■ EXTRACTED DATA ■
Content starts
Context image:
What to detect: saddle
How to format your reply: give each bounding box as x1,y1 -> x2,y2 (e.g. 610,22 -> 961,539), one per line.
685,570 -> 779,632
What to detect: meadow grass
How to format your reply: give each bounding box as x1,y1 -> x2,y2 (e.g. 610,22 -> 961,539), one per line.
Content ends
■ THE PROBLEM ■
Copy out each line from the preceding entries that mentions the word "detect".

■ WORKED SOLUTION ■
What to detect: saddle
What to detect: meadow grass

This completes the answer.